*EXERCISE*
Your task is to write out the entire listing exactly, omitting its pictures.

━━━━━━━━━━━━━━━━━━━━

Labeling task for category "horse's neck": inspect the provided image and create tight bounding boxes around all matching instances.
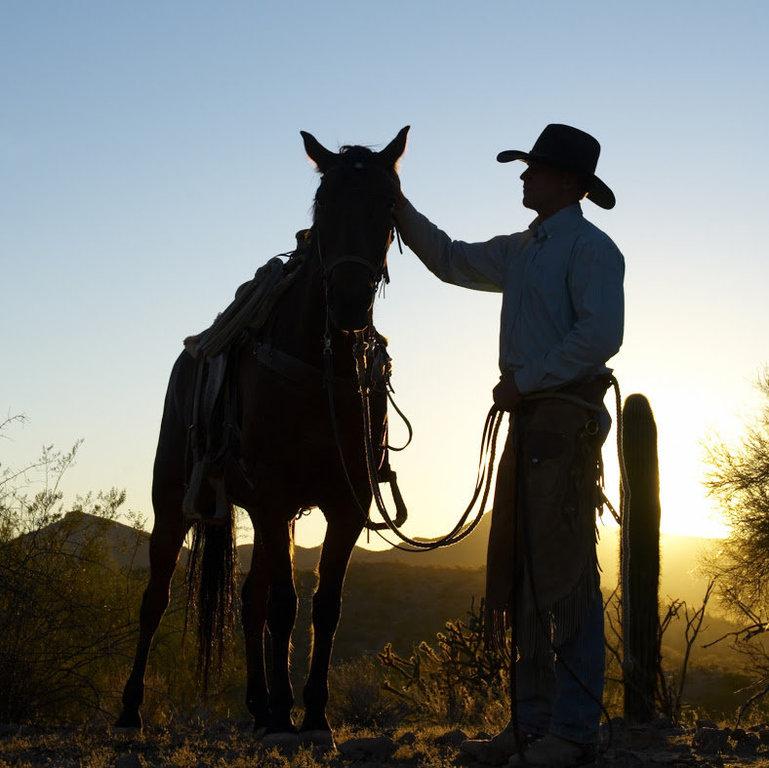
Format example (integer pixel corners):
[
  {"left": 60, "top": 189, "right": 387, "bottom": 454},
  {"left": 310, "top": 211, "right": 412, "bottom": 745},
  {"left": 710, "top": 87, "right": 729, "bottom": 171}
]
[{"left": 270, "top": 249, "right": 356, "bottom": 376}]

━━━━━━━━━━━━━━━━━━━━

*EXPECTED ANSWER*
Labeling task for category "horse's neck": inspect the provided image and create tight bounding boxes around all matching instances.
Format example (integer pixel corners):
[
  {"left": 60, "top": 189, "right": 387, "bottom": 454},
  {"left": 310, "top": 211, "right": 412, "bottom": 745},
  {"left": 710, "top": 87, "right": 729, "bottom": 171}
]
[{"left": 270, "top": 249, "right": 356, "bottom": 376}]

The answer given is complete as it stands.